Records from a dataset:
──────────────────────────────
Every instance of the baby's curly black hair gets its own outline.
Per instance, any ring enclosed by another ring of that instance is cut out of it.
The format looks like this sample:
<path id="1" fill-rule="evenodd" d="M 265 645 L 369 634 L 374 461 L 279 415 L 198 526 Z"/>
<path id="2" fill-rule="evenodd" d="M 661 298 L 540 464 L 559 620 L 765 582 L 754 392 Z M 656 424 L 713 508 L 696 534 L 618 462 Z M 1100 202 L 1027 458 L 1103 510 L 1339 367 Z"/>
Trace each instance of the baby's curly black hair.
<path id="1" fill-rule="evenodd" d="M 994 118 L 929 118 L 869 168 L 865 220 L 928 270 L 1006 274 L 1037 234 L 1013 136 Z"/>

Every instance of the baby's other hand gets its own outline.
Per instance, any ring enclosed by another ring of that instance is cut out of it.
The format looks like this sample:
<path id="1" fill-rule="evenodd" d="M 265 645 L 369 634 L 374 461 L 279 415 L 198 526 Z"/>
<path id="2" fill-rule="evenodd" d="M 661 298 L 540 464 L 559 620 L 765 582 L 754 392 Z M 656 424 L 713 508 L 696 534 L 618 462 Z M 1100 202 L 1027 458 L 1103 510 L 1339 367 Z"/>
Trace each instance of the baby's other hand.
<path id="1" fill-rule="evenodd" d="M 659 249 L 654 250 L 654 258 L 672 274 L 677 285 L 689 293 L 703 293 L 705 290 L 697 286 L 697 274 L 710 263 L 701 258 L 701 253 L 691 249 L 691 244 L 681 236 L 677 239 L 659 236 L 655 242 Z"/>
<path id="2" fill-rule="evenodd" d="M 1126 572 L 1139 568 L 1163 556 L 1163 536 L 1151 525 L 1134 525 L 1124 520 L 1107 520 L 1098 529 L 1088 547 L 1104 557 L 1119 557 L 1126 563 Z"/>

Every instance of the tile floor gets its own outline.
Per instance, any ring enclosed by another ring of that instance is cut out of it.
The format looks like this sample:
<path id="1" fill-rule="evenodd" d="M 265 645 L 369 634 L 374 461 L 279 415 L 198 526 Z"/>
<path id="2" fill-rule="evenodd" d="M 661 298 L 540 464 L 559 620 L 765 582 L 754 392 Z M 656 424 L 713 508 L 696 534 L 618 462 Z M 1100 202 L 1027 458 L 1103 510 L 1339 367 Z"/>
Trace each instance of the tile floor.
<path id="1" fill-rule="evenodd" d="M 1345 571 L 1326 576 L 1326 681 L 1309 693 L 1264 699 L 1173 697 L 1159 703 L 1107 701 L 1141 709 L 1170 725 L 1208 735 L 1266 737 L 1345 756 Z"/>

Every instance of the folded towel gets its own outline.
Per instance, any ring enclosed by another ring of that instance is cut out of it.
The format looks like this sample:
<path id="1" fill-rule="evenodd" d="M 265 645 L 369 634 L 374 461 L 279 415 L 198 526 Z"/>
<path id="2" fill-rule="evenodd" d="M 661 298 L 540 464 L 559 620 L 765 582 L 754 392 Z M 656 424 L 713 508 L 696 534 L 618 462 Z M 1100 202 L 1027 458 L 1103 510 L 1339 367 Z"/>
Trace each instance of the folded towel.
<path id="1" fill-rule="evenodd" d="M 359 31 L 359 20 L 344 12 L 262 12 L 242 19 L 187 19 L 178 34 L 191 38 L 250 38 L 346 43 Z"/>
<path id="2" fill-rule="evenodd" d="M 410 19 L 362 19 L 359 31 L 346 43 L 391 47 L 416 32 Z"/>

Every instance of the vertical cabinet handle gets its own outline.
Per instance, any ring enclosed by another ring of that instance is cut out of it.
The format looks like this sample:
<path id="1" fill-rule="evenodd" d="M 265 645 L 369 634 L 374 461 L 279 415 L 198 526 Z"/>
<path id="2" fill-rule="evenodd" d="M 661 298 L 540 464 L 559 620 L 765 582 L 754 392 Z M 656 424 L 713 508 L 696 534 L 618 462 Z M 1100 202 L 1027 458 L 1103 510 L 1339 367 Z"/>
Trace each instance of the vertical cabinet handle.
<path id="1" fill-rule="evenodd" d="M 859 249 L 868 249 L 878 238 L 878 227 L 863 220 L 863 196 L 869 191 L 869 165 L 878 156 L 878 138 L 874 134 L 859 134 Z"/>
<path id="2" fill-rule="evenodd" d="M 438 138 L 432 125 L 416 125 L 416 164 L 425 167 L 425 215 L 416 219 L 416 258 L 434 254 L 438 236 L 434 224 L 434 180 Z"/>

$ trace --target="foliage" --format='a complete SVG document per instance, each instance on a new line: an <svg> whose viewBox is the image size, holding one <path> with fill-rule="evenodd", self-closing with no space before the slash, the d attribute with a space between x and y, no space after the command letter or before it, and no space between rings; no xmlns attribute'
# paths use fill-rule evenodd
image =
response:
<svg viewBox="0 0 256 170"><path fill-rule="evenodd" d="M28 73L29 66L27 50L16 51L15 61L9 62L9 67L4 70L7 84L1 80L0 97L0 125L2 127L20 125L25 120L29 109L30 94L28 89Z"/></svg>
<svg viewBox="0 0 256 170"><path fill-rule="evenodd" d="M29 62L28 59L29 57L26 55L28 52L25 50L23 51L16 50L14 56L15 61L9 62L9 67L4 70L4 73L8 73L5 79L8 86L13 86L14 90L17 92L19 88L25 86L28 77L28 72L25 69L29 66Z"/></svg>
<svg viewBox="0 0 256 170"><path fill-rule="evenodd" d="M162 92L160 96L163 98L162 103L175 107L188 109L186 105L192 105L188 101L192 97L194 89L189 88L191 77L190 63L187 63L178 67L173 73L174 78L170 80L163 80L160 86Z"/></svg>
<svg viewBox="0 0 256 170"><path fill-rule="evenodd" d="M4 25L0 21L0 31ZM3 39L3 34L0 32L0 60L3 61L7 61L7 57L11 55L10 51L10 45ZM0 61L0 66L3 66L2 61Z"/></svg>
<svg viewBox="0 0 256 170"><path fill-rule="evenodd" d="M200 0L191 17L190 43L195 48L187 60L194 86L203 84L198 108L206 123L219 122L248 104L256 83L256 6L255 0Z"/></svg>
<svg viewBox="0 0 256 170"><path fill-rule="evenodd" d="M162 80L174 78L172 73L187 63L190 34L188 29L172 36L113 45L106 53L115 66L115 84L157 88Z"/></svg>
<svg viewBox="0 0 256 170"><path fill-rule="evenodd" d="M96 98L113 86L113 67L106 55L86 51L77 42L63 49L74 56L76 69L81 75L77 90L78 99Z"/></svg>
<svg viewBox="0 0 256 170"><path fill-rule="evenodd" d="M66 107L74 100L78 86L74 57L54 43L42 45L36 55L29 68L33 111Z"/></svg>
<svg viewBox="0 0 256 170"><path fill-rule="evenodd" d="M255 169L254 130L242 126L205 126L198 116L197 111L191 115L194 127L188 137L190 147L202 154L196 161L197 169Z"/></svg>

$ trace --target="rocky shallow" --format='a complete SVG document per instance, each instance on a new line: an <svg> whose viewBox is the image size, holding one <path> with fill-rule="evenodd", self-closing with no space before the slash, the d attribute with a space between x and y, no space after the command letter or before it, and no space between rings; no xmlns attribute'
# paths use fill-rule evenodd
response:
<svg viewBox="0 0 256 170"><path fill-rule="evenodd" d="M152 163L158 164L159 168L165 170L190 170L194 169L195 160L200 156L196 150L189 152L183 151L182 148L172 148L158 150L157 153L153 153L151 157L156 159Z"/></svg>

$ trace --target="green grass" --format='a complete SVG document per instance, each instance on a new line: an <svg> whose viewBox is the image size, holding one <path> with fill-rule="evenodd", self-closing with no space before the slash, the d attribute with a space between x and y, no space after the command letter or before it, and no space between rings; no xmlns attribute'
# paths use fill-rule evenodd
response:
──────────────────────────────
Write out the stretch from the line containing "Every instance of the vertical" through the line containing "859 249 L 868" with "cabinet" swapped for "drawer" and every other character left as is. Give only those lines.

Every instance of the vertical drawer handle gets its own outline.
Per instance, any ring enclosed by another ring of that instance is cut out of it.
The format looks like this sample:
<path id="1" fill-rule="evenodd" d="M 265 645 L 369 634 L 374 461 L 279 415 L 198 526 Z"/>
<path id="2" fill-rule="evenodd" d="M 661 298 L 540 464 L 559 620 L 765 582 L 754 392 Z M 656 424 L 713 508 L 696 534 L 618 462 Z M 1100 202 L 1027 458 L 1103 510 L 1339 367 Z"/>
Trace each instance of the vertical drawer handle.
<path id="1" fill-rule="evenodd" d="M 859 249 L 868 249 L 878 238 L 878 227 L 863 220 L 863 196 L 869 191 L 869 165 L 878 156 L 878 138 L 874 134 L 859 134 Z"/>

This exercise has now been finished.